→ İstenen çıktı: Türkiye Barolar Birliği'nin olağanüstü genel kurul talebini reddetmesine itiraz eden aşağıdaki metni, son cümlesinden sonra gelecek biçimde devam ettiriniz.

3.) Türkiye Barolar Birliği’nin kamuoyu ile paylaştığı ‘red’ gerekçesinde; olağanüstü genel kurul talebinde bulunan Baroların gerekçeleri incelendiğinde, bu gerekçelerin, TBB Genel Kurulu’nun yetki alanına giren somut bir hususu görüşmek amacı taşımadığı ifade edilse de, Genel Kurul’un, gerek olağan gerekse olağanüstü toplantılarındaki gündeminin ve görevlerinin ne olacağı, 1136 sayılı Avukatlık Kanunu’nun 117. Maddesi’nde açıkça ifade edilmiş olup, Genel Kurul’un görevleri arasında; ‘Birlik Yönetim Kuruluna talimat vermek’, ‘Adaleti ve mesleği ilgilendiren işler hakkında teklifte bulunmak’ açıkça düzenlendiğinden ve Türkiye Barolar Birliği’nin en yüksek organı Türkiye Barolar Birliği Genel Kurulu olduğundan, Genel Kurul çağrılarına yönelik kamuoyu ile açıklanan ‘red’ gerekçesine katılmamız olası değildir.

Sınırlayıcı kutu etiketlemesine ait satırlar
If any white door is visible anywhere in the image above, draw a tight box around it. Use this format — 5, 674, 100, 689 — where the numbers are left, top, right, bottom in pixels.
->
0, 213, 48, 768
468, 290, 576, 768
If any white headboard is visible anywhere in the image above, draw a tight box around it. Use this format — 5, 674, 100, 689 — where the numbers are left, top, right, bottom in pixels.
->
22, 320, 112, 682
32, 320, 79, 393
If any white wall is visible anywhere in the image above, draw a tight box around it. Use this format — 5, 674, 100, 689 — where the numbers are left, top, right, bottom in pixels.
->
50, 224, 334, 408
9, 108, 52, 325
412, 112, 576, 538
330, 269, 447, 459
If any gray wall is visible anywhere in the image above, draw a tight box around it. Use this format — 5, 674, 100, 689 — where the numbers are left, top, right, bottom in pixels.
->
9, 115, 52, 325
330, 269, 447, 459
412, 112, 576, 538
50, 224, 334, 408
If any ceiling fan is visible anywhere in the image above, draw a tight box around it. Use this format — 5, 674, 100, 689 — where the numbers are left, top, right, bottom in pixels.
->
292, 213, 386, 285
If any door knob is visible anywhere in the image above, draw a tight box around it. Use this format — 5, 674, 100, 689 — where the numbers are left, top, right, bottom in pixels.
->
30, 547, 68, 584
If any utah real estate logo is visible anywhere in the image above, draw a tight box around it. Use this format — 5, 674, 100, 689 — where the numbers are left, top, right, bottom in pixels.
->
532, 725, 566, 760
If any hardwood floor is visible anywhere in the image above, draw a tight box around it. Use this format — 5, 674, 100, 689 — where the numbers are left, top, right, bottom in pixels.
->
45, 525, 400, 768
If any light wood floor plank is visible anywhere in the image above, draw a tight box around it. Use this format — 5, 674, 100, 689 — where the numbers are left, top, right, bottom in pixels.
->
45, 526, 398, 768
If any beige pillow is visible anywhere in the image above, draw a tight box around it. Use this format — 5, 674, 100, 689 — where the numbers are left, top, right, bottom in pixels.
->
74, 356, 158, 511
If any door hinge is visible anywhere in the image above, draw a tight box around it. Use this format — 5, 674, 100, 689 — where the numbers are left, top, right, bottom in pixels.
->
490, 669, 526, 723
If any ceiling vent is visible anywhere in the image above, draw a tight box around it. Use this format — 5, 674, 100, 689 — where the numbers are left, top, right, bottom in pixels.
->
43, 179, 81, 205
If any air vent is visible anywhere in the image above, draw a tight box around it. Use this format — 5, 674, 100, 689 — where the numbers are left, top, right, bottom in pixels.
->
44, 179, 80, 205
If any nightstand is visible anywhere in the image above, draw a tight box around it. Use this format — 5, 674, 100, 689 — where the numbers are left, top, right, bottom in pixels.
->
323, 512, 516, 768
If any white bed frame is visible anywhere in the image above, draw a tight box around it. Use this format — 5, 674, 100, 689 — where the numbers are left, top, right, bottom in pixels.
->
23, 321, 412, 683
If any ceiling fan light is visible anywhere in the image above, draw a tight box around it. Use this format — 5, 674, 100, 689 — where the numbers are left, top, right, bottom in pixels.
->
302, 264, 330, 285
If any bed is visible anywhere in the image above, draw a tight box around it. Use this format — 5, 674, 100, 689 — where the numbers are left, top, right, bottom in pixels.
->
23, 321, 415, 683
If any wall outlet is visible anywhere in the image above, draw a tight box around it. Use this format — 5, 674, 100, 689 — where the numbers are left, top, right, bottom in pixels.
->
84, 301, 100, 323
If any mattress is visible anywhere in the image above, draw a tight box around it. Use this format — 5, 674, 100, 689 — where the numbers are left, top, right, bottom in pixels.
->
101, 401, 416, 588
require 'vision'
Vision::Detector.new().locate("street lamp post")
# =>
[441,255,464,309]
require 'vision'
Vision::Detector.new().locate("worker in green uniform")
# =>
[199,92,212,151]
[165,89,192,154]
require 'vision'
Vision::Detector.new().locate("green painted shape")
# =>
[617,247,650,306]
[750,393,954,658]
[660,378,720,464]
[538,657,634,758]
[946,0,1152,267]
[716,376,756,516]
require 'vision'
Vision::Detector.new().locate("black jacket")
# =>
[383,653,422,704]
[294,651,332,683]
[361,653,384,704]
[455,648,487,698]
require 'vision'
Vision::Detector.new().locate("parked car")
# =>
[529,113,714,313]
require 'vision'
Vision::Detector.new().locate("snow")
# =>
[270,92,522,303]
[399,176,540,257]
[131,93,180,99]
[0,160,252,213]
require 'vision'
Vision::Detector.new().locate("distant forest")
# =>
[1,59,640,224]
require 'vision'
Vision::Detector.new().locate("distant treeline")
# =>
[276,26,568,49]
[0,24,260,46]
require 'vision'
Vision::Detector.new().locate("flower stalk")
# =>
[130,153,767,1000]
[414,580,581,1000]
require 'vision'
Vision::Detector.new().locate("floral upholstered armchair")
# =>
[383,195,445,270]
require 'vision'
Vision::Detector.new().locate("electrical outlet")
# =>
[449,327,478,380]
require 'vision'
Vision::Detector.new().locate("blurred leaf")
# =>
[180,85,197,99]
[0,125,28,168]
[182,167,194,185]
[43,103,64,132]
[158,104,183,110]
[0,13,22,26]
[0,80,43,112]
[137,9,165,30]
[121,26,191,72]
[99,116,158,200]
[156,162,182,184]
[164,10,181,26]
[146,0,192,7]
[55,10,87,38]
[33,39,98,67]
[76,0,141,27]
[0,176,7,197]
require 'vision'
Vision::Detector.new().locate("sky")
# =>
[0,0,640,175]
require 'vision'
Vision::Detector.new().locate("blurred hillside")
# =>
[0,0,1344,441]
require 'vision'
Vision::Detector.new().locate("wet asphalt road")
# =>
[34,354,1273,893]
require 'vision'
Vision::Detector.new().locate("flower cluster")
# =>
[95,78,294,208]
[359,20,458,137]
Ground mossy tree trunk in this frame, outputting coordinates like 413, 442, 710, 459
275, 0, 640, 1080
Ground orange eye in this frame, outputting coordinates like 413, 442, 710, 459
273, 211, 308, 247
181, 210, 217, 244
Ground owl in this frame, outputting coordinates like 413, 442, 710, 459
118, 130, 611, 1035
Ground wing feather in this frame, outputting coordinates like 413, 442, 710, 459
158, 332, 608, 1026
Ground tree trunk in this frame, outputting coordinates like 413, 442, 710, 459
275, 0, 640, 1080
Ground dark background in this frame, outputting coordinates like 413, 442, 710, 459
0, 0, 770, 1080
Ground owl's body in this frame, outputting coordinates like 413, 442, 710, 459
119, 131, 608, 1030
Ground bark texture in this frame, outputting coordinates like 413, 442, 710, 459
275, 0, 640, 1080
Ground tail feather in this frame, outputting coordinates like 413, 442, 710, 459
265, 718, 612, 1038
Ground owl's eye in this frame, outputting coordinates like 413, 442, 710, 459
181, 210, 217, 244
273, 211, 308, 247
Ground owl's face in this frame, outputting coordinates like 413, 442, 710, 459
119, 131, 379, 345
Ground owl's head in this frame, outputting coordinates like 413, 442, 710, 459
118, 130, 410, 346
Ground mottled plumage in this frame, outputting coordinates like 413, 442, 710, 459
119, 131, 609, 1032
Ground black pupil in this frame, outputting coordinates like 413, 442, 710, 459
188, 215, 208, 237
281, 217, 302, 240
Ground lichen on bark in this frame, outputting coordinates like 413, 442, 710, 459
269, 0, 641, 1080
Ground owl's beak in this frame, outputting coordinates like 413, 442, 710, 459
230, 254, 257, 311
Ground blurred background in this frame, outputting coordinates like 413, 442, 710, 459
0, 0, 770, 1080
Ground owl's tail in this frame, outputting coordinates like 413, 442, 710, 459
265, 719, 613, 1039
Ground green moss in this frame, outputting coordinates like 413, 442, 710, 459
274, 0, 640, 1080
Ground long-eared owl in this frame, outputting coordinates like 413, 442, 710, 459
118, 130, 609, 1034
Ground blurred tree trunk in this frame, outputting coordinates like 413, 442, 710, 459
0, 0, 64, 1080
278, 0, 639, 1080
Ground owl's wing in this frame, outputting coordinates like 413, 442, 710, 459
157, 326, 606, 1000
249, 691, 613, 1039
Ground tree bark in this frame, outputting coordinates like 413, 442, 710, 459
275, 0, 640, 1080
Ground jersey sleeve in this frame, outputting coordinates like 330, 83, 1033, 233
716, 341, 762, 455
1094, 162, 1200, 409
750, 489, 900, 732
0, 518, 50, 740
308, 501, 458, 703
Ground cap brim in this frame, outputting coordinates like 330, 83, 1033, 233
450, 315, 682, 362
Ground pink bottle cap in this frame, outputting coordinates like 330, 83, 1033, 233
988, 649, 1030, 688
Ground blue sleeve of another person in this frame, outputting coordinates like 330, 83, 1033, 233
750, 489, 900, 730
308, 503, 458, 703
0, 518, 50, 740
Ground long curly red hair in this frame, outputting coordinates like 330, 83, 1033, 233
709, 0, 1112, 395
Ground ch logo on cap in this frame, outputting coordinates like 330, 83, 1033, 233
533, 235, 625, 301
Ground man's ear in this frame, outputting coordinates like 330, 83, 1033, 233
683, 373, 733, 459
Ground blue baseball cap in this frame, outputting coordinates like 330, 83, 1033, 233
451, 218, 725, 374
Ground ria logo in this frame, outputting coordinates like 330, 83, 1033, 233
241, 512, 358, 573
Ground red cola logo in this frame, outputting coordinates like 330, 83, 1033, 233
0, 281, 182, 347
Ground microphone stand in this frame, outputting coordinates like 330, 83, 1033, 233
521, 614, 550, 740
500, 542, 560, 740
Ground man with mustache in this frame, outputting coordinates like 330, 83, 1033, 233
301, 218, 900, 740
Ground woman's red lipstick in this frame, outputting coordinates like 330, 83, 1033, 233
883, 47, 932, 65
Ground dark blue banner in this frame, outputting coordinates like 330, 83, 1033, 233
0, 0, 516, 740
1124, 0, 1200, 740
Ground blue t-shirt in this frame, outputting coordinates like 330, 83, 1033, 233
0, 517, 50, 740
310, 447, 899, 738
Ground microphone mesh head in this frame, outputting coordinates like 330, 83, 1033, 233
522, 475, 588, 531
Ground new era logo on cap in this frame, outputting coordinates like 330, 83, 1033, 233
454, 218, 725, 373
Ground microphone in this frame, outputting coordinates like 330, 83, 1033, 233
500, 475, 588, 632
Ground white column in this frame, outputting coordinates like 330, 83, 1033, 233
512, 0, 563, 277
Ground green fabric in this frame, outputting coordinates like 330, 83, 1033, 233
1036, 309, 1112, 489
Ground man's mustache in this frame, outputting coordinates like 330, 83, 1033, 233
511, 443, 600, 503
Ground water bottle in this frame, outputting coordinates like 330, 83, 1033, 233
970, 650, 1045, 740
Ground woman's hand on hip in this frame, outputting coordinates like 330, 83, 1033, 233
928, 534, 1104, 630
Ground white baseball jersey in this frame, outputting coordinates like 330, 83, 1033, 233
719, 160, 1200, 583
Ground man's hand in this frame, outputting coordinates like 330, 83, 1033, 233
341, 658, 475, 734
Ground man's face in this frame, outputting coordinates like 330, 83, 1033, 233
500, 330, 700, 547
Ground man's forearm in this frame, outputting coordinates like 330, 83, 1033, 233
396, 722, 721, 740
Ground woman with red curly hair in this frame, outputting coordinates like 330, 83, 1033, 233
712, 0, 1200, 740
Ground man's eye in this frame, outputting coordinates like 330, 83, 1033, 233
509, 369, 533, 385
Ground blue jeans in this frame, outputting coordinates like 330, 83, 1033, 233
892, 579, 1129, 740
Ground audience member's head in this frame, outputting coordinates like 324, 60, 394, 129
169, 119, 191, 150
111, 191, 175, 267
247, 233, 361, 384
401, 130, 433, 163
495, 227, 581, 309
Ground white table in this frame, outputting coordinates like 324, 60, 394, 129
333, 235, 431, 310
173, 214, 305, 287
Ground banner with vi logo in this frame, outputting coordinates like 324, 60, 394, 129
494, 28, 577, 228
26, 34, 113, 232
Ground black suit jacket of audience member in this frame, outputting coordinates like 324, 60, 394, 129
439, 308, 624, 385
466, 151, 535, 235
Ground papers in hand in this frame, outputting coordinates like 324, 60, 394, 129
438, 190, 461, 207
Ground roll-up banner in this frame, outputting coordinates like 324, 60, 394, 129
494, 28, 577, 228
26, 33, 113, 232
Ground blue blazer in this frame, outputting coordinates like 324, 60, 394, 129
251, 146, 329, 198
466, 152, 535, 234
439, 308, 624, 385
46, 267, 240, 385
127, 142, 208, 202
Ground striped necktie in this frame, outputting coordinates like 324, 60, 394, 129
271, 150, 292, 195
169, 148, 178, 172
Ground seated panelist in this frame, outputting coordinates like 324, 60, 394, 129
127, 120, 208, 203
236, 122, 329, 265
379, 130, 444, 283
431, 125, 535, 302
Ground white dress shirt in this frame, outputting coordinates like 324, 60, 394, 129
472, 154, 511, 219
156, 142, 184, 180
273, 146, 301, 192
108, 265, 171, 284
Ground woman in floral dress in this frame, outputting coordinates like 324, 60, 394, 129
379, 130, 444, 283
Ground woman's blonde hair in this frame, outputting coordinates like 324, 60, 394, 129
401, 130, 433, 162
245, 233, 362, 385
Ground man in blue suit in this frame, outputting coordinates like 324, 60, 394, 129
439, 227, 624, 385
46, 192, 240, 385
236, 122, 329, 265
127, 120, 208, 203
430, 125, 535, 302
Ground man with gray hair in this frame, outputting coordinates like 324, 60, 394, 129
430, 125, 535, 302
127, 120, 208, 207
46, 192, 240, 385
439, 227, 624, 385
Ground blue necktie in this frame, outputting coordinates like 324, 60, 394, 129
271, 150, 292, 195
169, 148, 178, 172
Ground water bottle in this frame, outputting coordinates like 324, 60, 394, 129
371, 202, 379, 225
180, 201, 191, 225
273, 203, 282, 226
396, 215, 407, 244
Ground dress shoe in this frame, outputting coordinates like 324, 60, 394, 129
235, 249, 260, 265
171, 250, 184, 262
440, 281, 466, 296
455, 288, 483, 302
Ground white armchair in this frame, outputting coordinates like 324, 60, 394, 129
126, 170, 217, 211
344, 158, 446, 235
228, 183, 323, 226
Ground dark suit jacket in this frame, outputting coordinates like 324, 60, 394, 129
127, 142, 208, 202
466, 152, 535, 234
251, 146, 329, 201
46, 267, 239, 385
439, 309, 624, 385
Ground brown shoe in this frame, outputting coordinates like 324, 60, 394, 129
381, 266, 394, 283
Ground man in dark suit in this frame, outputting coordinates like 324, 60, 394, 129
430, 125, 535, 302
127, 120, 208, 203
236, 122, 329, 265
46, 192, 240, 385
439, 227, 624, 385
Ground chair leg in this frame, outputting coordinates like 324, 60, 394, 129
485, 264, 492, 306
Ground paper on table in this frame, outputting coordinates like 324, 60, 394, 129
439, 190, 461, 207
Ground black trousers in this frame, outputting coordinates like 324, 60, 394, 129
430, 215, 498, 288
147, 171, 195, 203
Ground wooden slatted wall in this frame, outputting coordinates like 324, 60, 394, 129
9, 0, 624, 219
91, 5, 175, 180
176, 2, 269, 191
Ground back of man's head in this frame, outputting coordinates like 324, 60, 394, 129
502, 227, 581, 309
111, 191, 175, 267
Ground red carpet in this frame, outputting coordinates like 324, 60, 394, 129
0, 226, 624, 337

→ Yazılı yanıt:
4.) Yine Türkiye Barolar Birliği’nin kamuoyu ile paylaştığı ‘red’ gerekçesinde; Barolarımızın büyük bir çoğunluğunun ‘olağanüstü genel kurul yapılmasının şartlarının oluşmadığı ve böyle bir toplantının Barolar arasında telafisi mümkün olmayacak ayrışmalara yol açacağının’ basın açıklamaları yoluyla kamuoyu ile paylaştıklarının ifade edilmesini önemli ve anlamlı bulduğumuzu ve eğer Türkiye’nin ve mesleğimizin herhangi bir gündemi ile ilgili olarak Baroların çoğunluğunun fikri önemli ise, Yargıtay Başkanlığı’nın Adli Yıl Töreni’ne Türkiye Barolar Birliği Başkanı’nı davet etmesi üzerine, Türkiye Barolar Birliği Yönetim Kurulu’nun törene katılım sağlanmasına karar verdiği süreçte 54 Baro’nun itirazı sırasında da aynı fikri, önemi ve hassasiyeti göstermesini de beklemiştik.
5.) Barolarımızın ve Türkiye Barolar Birliği’nin on yıllardır çözüm beklediği sorunların teker teker çözülmesini, Türkiye Barolar Birliği kadar, 80 Baromuz aynı derecede önem göstermekte ve takip etmektedir. 80 Baromuzun tamamı, yapıcı diyaloğun ilkeli biçimde ve tek vücut olarak devam ettirilmesine hiç karşı değildir ve Türkiye’nin ve meslektaşlarımızın çözüm bekleyen güncel ve ağır sorunlarının bir an önce çözülmesinden yanadır.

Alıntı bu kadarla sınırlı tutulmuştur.